▸ TRECHO FORNECIDO
Quando li a crítica de Domingos Pellegrini ao Dom Casmurro de Machado de Assis (Rascunho, dezembro/05 # 68), fui tomado por um sentimento ambíguo. Feliz por considerar, como Susan Sontag (Conversations with Susan Sontag, University Press of Mississipi), que “os grandes livros não precisam somente de defensores e transmissores, para permanecerem vivos eles também precisam de adversários. As idéias mais interessantes, no final das contas, são heresias”. Pode ser que nem toda unanimidade seja burra, mas certamente é irritante. Por outro lado, enquanto avançava no texto ia ficando mais e mais decepcionado. A abordagem escolhida pelo autor foi, a meu ver, completamente equivocada. Uma abordagem moralista. Que, adiante-se de passagem, acabou por se transformar em tiro no próprio pé.
Vejamos as três “acusações” a que Dom Casmurro foi submetido no tribunal de Pellegrini. 1) Bentinho seria homossexual; 2) Bentinho seria mau-caráter e portanto um exemplo inadequado para colegiais; 3) o livro é tedioso.
Quanto à primeira acusação, sinceramente, acho que não vale a pena gastar latim com isso. Aliás, esse é o motivo pelo qual estou me metendo a retrucar Pellegrini, mesmo não dispondo das credenciais necessárias para defensor oficial de Machado de Assis. Acontece que a ‘crítica da crítica’ publicada no último Rascunho, de autoria de Hamilton Alves, foi quase tão equivocada quanto o que a motivou. Confessa que se fosse ele o editor sequer a teria publicado, e ainda por cima morde a isca moralista e gasta um bocado de latim tentando provar que Bentinho não era gay.
A segunda é a mais intrigante. Condenar um livro por ser o protagonista supostamente mau-caráter soa tão anacrônico que é difícil acreditar que tal condenação venha de um escritor. Parece mais coisa de um fanático religioso qualquer (de qualquer religião, pois o fanatismo os iguala). Me fez lembrar o julgamento (literal) e conseqüente condenação de Naked Lunch, de William Burroughs, pelo tribunal de Boston (depois absolvido pelo de Massachusetts). Dá pena ver escritores como Allen Ginsberg e Norman Mailer, testemunhas de defesa, responderem a perguntas do tipo “Você acha que uma das importantes funções de um escritor é ser útil à sociedade?” e “Poderia enumerar passagens do livro com importância social?”. Troque “sociedade” por “partido” e se sentirá na Rússia stalinista. Que diabos! E desde quando a arte deve se preocupar em ser “útil”? Sendo arte, automaticamente será útil, já que instigará mentes, incomodará (ou estabelecerá) padrões. Qualquer exigência de utilidade além dessa é ilegítima. (Em tempo: Naked lunch foi acusado de ser obsceno. E é mesmo! E ruim. Mas não é ruim porque é obsceno, é ruim porque é cheio de barulhos e interferências, a propósito, retirados da brilhante versão cinematográfica de David Cronemberg).

▸ REGISTROS GUARDADOS
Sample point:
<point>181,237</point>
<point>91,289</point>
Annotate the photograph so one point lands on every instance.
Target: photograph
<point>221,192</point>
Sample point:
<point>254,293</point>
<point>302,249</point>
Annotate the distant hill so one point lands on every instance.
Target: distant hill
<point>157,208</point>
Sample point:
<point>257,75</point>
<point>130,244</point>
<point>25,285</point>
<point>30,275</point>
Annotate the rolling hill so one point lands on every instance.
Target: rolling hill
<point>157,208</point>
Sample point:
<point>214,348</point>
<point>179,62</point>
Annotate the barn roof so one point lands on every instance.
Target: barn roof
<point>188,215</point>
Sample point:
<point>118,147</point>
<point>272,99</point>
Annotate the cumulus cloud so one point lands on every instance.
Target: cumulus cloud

▸ INSTRUÇÕES DO EXERCÍCIO
Retome o texto sobre a crítica a Dom Casmurro, escrevendo a partir da última frase dele. Os registros vêm de outra fonte.

▸ RESPOSTA DO EXERCÍCIO
Não sou ingênuo a ponto de afirmar que toda obra de arte é eticamente neutra. Mas também não sou ingênuo a ponto de acreditar que determinada obra comporta uma única interpretação e submeter esta interpretação a uma tábua de virtudes para ver se passa sem prova final. Não só as interpretações possíveis de uma boa obra de arte são inúmeras, como inexiste uma tábua de virtudes funda (ou rasa) o suficiente para comportar uma teoria moral normativa satisfatória que carimbe essa obra como “virtuosa” ou “aconselhável para colegiais”. E por falar em colegiais, vamos ao ‘tiro no pé’.
“Mas não posso deixar de me parabenizar por não ter lido Dom Casmurro nem no colegial nem na faculdade, para trabalhos escolares que consegui enrolar ou assinar grupalmente”, escreve Pellegrini no quinto parágrafo. Como pode uma pessoa confessar que, quando colegial, assinou trabalhos dos quais não participou efetivamente, e desaconselhar a leitura de um determinado livro para colegiais porque o protagonista é mau-caráter? Se eu fosse cometer o mesmo erro de Pellegrini e julgá-lo moralmente, poderia dizer que assinar trabalhos sem merecer é uma demonstração inequívoca de falta de caráter e perguntar se essa falta de caráter lhe é inata ou adquirida pela leitura de “Melville, Faulkner, Hemingway, Graciliano, Erico, Escorza, Guillén, Henry James e Henry Miller”. Mas não vou cometer esse erro, pois não sou perfeito. Certamente cometi meus muitos pecadilhos, pecados e pecadões no colégio e fora dele. Não sou besta de jogar pedra no telhado de vidro dos outros, já que tenho muito apreço pelo meu próprio.
Por último a acusação de ser Dom Casmurro tedioso. Aqui o leitor vai me desculpar, mas vou me valer de outra muleta intelectual, Schopenhauer, para quem existem dois tipos de escritos entediantes, aqueles em que o tédio é objetivo e aqueles em que é subjetivo (valho-me da edição da LPM para Sobre a escrita e o estilo, com tradução de Pedro Süssekind). O objetivo seria culpa do autor, que não teria “nenhum pensamento ou conhecimento perfeitamente claros para comunicar”. Já o subjetivo seria culpa do leitor, “que se baseia na falta de interesse pelo assunto” e indicaria uma “certa limitação”. Acredito que Pellegrini confunde seu tédio subjetivo com um tédio verdadeiramente objetivo. Achar um livro chato não o torna automática e universalmente ruim, a não ser que o leitor seja um megalomaníaco (para mim Ulisses e Finnegans wake são chatérrimos, mas nem por isso saio por aí a desmerecê-los).
A despeito de minhas críticas à crítica de Domingos Pellegrini, considero extremamente saudável que ela tenha sido publicada e por esse motivo parabenizo os editores do Rascunho e — por que não? — também o autor. Espero que isso se repita. Que outra unanimidade será a próxima vítima? Guimarães Rosa? Carlos Drumonnd de Andrade? João Cabral de Melo Neto? (Êpa! Esse não! Se alguém falar mal desse, eu jogo uma bomba no jornal).